**Selected text:**
§ §

# Hut Ultra Gloss vs. Meguiars



## qquake (Sep 5, 2015)

I used to use Hut Ultra Gloss with good results. But I ran out of it a while ago, and after reading about Meguiar's PlastX on here, I picked up a bottle locally. It seems to help, but I think I remember the Hut working better. Does anyone have any knowledge or experience with both? Does the PlastX leave any kind of coating or does it just polish? I've also read about Meguiar's 105 and 205. How are those different than PlastX?


----------



## chartle (Sep 5, 2015)

Try this

http://www.penturners.org/forum/f52/plastic-polish-comparison-127073/


----------



## jttheclockman (Sep 5, 2015)

Any and all plastic polishes will do. All work the same. When I started doing pens some 10 years ago the rage was MicroGloss cleaner and polisher. I still use it to this day and it works great. You do not hear much of this any more because everyone's fancy polishes. Heavy Damage Removal Kit - Acrylic & Plexiglass - Plastics Industry - Products By Application -MICRO-SURFACE FINISHING PRODUCTS, INC 

Look for the cleaner and polish. I use the #1 cleaner and red bottle polish.

It is highly used in the plastic world. Along with micromesh pads. 

One other product that gets little air time here any more is Renaissance wax. Used to control fingerprints after the polishing is done. I use this as well all the time.  Amazon.com: Renaissance Micro-Crystalline Wax Polish (65 ml): Home Improvement

Many times here the debate of using a polishing wheel was better than polishing on the lathe raged on. So many ways to get to the same finish line. Do what works for you.

§ §

**Problem set:**
a: In the polish thread, why is Renaissance wax applied after polishing is done?
b: List every product named in the opening post of the polish thread.
c: Write the next part of the polish thread, continuing from its last post.

**Source material:**
§ §

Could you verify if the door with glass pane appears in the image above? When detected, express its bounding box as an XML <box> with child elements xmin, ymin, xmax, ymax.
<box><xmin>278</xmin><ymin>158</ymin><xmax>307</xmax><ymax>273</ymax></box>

§ §

**Answer list:**
a: Renaissance wax is applied after polishing to control fingerprints.

b:
- Hut Ultra Gloss
- Meguiar's PlastX
- Meguiar's 105
- Meguiar's 205

c:
----------



## TonyL (Sep 5, 2015)

According to Meguiars tech support. PlastX is for plastic, headlamp covers, and (softer materials, and is less aggressive. 105 and 205 is for paint and clear coat. Even though we use on "plastics", I have found 105 and followed by 205 to work the best. I have PlastX, Huts, One Step, Flitz, Dr. Kirks, micro crystalline wax polish, all 3 Novus products, Turtle Wax Rubbing compound, 3M Finesse II, and another 3 or 4. I have test them individually, in combinations, and at different speeds. Nothing anymore scientific than viewing under a 10x loop.

Many, many, others achieve excellent results with the non-Meguiars products; I just can't.


----------



## Skie_M (Sep 5, 2015)

I think I'm just addicted to the beautiful shine I get with PlastX followed by Turtle Wax Hard Surface wax ....

It seems to work on CA-finished woods, acrylics of all types, unfinished (unsealed) Alabaster ...


----------



## qquake (Sep 5, 2015)

This wax?

https://www.turtlewax.com/shop/products/turtle-wax-performance-plus-super-hard-shell-wax-14-oz-paste


----------



## TonyL (Sep 5, 2015)

For a "wax" - I use Rejex. It's used to protect (and shine) and reduce friction of autos, boats, aircraft. If you like a "wet and shiny" look...this will produce it. I am not saying that TurtleWax won't. Many good products out there.


----------



## qquake (Sep 5, 2015)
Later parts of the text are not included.